» DIRECTION
Please reproduce, unchanged, everything in the material below from the line containing "Q: Find one point on every instance of the marsh" down to the line containing "Q: Find one point on every instance of the low", including both of those lines and nothing else.

» DATA IN THIS EXERCISE
--- START ---

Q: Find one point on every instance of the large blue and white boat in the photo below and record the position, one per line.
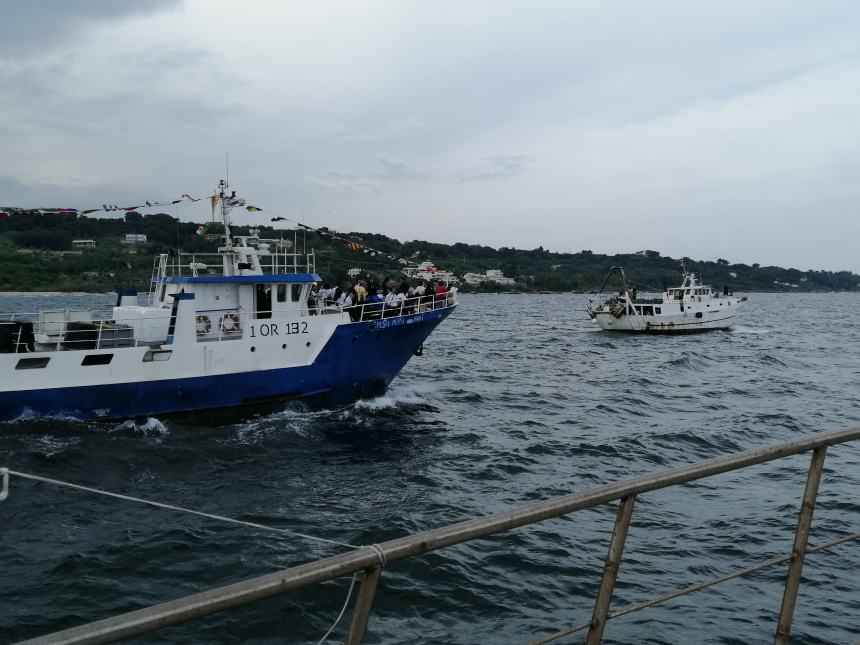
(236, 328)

--- END ---
--- START ---

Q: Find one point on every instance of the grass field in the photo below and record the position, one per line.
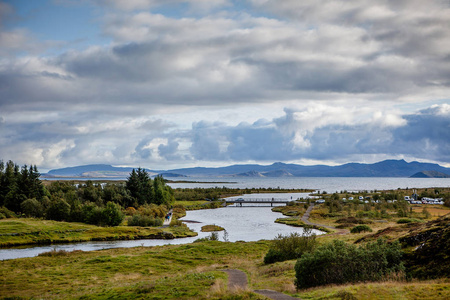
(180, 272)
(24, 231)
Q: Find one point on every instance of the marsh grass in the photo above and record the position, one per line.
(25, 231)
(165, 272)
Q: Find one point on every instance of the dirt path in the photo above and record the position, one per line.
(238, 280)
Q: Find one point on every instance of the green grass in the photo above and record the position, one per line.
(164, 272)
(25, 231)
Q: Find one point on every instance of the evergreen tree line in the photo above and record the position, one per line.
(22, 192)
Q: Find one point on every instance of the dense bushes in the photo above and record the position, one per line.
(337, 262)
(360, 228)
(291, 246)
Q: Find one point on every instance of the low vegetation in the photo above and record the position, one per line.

--- END ---

» EXERCISE RESULT
Q: Find one point on every instance of the marsh grass in the photo above and record the position, one per line.
(25, 231)
(165, 272)
Q: Find one point on every instance of the dirt path in the photo above and record the position, one per line.
(238, 280)
Q: Find one point on every instance of the green grass in the photo above and record the position, one per line.
(164, 272)
(25, 231)
Q: Find one point on every instance of the evergreen tree line in the photo above and record the position, one per line.
(22, 192)
Q: Find one point on every instance of the dense bushes in the photo above and record the position, one per line.
(337, 262)
(360, 228)
(291, 246)
Q: Find one point on every instance of the low vegetation in the photo above and record the position, one per line.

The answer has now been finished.